ЗАДАНИЯ:
• A. Ответьте по интервью с Валентиной Теличкиной:
(i) Сколько последних лет она почти не снимается, если верить вступлению?
(ii) По версии какого журнала её спрашивают о звании актрисы №1?
(iii) Сколько лет, по её словам, нельзя продержаться в профессии случайно?
• B. Подхватите интервью с Валентиной Теличкиной и продолжите его сразу после последней реплики.

Лицо не с обложки

Валентина Теличкина: “Меня считают красивой? Спасибо, я так не считаю”

Валентина Теличкина: “Меня считают красивой? Спасибо, я так не считаю”
Какая же она красивая! А в 70—80-е вообще была секс-бомбой. После того как в “Пяти вечерах” она сказала герою Любшина: “Саша, а у меня идея: давай поцелуемся”, — на месте Саши мечтали оказаться все мужчины СССР. Она-то уж точно знает, где находится нофелет. Впрочем, все эти словесные изыски не для Валентины Теличкиной. Самое главное, что в вихре своей звездной кинокарьеры она сохранила себя. Огромной ценой: последние 20 лет она почти не снимается. Пережила депрессию, никого не хотела видеть. Но выстояла, не отчаялась. Вчера прекрасная актриса Валентина Теличкина отметила свой юбилей. Поздравляем!

— Валентина Ивановна, на пике популярности вы случаем не были актрисой №1 по версии журнала “Советский экран”?  

— Нет, меня так никогда не называли. Называют тех, кто этого хочет. Я никогда не хотела ранжира.  

— Намекаете, что и в те годы люди с обложки предпринимали какие-то действия, чтобы там оказаться?  

— Конечно. Они окружают себя уймой журналистов, фотографов, пытаются показаться перед лицом начальства, потереться о плечико, сказать комплимент. И многого таким образом добиваются. Только во все времена есть зрители и почитатели, которые могут отличать настоящее от наносного, вымученного.  

— Слушайте, вы же бросаете прямое обвинение этим людям.  

— А многие хоть и в шутку да ответят: “Да-да, я именно так и попала на обложку. Ну и что?”. Но я-то не шучу. Главным судьей для любой творческой личности все-таки должна быть собственная оценка и оценка тех людей, которые в этом что-то понимают. Гении рождаются раз в век, таланты — раз в десятилетие, а сейчас только человек споет какую-нибудь среднюю песенку — его тут же называют гением. После долгих лет сравнения себя с другими я могу сказать, что занимаюсь своим делом по праву и ничье место не занимаю. А уж какое мое место — первое или десятое, — меня не волнует. Главное, что я люблю свое дело, хотя иногда оно меня и высекает. Но я все-таки не случайный человек, забежавший с морозца в кинематограф. Случайно нельзя продержаться 45 лет.  

— Но у вас нет обиды, что вы почему-то не №1?  

— Да те, кто мелькает на обложках, вызывают у меня лишь сочувствие. Надо же терпеть фотографа, гримера, бегать и выбирать туалет. Это все около профессии. Конечно, если бы у меня муж был режиссером, то никаких проблем. Не надо суетиться, пиарить себя, ходить на передачи. Поверьте мне, большинство из всех этих актрис тут же отказались бы от всей этой суеты, несмотря на свои женские комплексы.  

— Наверное, в 70-е вы так не думали, потому что снимались по нескольку раз в год?

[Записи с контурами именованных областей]
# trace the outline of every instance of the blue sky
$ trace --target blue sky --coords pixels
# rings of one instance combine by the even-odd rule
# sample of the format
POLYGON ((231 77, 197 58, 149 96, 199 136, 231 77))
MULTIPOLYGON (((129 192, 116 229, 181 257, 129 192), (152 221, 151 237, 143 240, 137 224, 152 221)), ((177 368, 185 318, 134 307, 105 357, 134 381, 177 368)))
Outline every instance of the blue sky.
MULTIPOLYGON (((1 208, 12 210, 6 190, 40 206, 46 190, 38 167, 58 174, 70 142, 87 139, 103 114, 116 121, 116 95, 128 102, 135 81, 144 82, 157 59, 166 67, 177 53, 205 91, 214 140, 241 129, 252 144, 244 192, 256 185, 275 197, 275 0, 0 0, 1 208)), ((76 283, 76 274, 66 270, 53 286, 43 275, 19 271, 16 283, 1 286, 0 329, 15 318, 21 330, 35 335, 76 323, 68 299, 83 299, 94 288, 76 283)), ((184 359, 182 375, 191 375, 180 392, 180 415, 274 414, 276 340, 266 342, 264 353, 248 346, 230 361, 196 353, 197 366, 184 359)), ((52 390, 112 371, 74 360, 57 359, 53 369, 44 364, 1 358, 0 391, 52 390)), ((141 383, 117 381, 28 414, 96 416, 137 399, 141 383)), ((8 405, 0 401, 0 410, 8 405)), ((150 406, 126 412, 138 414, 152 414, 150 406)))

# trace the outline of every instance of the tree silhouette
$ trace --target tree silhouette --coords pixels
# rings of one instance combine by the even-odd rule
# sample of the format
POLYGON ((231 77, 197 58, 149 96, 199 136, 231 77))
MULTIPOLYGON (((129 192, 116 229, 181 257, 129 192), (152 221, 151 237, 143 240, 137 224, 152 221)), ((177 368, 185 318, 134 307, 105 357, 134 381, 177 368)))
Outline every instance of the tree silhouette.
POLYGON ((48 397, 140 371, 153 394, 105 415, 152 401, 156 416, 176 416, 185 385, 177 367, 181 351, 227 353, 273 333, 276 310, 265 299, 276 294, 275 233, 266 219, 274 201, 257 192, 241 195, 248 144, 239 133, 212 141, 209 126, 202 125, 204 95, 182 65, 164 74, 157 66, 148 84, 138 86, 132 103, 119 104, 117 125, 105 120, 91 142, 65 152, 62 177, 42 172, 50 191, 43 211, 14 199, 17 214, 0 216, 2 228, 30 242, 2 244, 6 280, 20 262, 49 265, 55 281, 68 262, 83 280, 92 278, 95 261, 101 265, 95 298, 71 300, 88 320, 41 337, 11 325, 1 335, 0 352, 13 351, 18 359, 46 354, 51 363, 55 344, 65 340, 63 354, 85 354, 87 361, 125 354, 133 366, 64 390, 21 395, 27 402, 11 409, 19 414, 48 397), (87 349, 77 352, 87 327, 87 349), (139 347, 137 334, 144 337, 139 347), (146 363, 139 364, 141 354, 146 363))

ОТВЕТЫ К ЗАДАНИЯМ:
• A.
(i) 20 лет.
(ii) «Советский экран».
(iii) 45 лет.

• B.
— Я никогда не купалась в славе. Каждый раз, заканчивая работу, думала только: “Господи, хоть бы не в последний раз”. Но это не значит, что я бросалась на все предложения. Много отказывалась. Как-то очень известный режиссер Квенихидзе пригласил меня у него сниматься, а я отказалась. Он спрашивает: “Валюш, а что ты сейчас делаешь?” — “Ничего”. — “Так чего же ты отказываешься?” А я так делала часто и сейчас продолжаю. Просто знала, что эту роль не сделаю интересной, так лучше пусть ее сыграет кто-то другой. Никто никогда не заботился о том, чтобы меня продвинуть. И очень рано я поняла, что буду заниматься этим сама.  

— А когда в Москву приехали 17-летней провинциальной девочкой, воспитанной в строгости, в общежитии жили, разве не было ужаса от этой огромной разнузданной столицы?  

— Это был 63-й год. Тогда еще хлеб был бесплатный — и это очень помогало, так как я жила на стипендию. Хлебушек ела досыта, не боясь растолстеть. Я была просто счастлива, потому что попала в дивную Москву на чудный курс. Конечно, у меня были комплексы, но не по поводу моей провинциальности. Я каждый день благодарила судьбу, не верила, что я не просто учусь, а мне еще за это платят. На стипендию я спокойно выживала два года, пока не начала сниматься. Я была счастлива, что каждый день могу ходить бесплатно в театр по студенческому билету, в Третьяковку, в музеи. Все было сказкой! Меня любили на курсе. Хотя потом выяснилось, что не очень любили.  

— Завидовали?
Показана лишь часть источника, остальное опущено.